-- WORK INSTRUCTION 1 --
From the passage on the EU Stability Treaty and national politics, output the span that begins at the words "A further uncertainty" and stops after "Financial Transaction Tax.", copied word for word.
-- WORK INSTRUCTION 2 --
Answer these from the passage on the EU Stability Treaty and national politics:
(a) What new budget deficit target did Spain announce, and what figure had been agreed with the Commission?
(b) Whose support did the second bail out package for Greece require?
(c) Between which two values did benchmark 10 year yields on Spanish government bonds move on the first day of trading after the announcement?
-- WORK INSTRUCTION 3 --
Write the next part of the passage on the EU Stability Treaty and national politics, picking up after its final sentence.

-- READING TEXT --
——

A further uncertainty arises from the stated intention of Francois Hollande, the front runner in the French Presidential election to renegotiate the treaty (Hugh Carnegy and Quentin Peel, Financial Times, March 4, 2012). At the same time the main architect of the Treaty, Angela Merkel, has lost credibility in Germany with the resignation of the candidate she supported as President. Because of this and other issues, Der Spiegel (2/21/2012) reports difficulties within the coalition government and states “many are now asking how much longer it can survive”. The second bail out package for Greece required the support of the opposition Social Democrats and Greens (Der Spiegel 2/27/2012). Opposition parties and likely participants in a successor government espouse policies such as emphasising growth rather than austerity to balance budgets, a Eurobond and a Financial Transaction Tax.
Spain recently announced a new higher target for the budget deficit of 5.8% compared with 4.4% agreed with the Commission, some hours after signing the new Treaty. Furthermore the Spanish Prime Minister announced that the budget deficit was a matter for the Spanish government and not the Commission. It is also interesting to note that there was very little change in yields on Spanish government bonds (benchmark 10 year yields rose from 4.91% to 4.96%) on the first day of trading after this announcement and the signing of the Stability Treaty, indicating, perhaps that markets recognise that increased austerity is bad for economic growth and bad for bond markets. Further budget cutbacks in the Netherlands could result in a general election in which political parties opposed to budgetary cuts would make large gains (Financial Times, March 1, 2012). It is likely that government policy in relation to the financial and economic crisis will change in key EU countries as a result of political change.

——

-- INFORMATION PROVIDED --
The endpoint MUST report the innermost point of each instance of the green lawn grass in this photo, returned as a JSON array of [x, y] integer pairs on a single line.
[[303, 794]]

——

-- YOUR RESPONSE 1 --
A further uncertainty arises from the stated intention of Francois Hollande, the front runner in the French Presidential election to renegotiate the treaty (Hugh Carnegy and Quentin Peel, Financial Times, March 4, 2012). At the same time the main architect of the Treaty, Angela Merkel, has lost credibility in Germany with the resignation of the candidate she supported as President. Because of this and other issues, Der Spiegel (2/21/2012) reports difficulties within the coalition government and states “many are now asking how much longer it can survive”. The second bail out package for Greece required the support of the opposition Social Democrats and Greens (Der Spiegel 2/27/2012). Opposition parties and likely participants in a successor government espouse policies such as emphasising growth rather than austerity to balance budgets, a Eurobond and a Financial Transaction Tax.

-- YOUR RESPONSE 2 --
(a) 5.8%, compared with 4.4% agreed with the Commission.
(b) The opposition Social Democrats and Greens.
(c) From 4.91% to 4.96%.

-- YOUR RESPONSE 3 --
The strategy to adopt in the face of this uncertainty is to delay holding a referendum for as long as possible. At government level we in Ireland have ‘world class skills’ in delay. The Department of Justice is especially skilled in this regard. A delay is likely to mean that political change in EU countries, such as France, will result in change to the Stability Treaty. Peripheral countries (Greece, Ireland, Portugal, Italy, Spain) will thus have an opportunity to influence treaty change to their benefit. Writing detailed fiscal stability rules into a constitution is flawed reasoning, and treaty change could remove this threat. Delay will help clarify if and to what extent a second bail out is needed.
What about the promissory notes? If as some have suggested there is an agreement to reduce the cost of the promissory notes, should this influence or decision? On this An Taoiseach is correct: there is no linkage. The cost of the promissory notes can and should be reduced under existing rules and should have no influence on voting intentions on the Treaty for stability.
It is difficult but vital that economic policy is taken from those without any democratic mandate, and without any economic policy other than a dogmatic adherence to the imposition of austerity. It is indeed unfortunate for Ireland and the EU that we have a Commissioner for Economic and Financial Affairs who is bereft of ideas. It is doubly unfortunate for Ireland that those directly responsible for implementing the programme (Mr. Székely, Director and European Commission mission chief to Ireland) are unable to produce a single idea that is growth enhancing (see for example the recently published review of the economic programme for Ireland).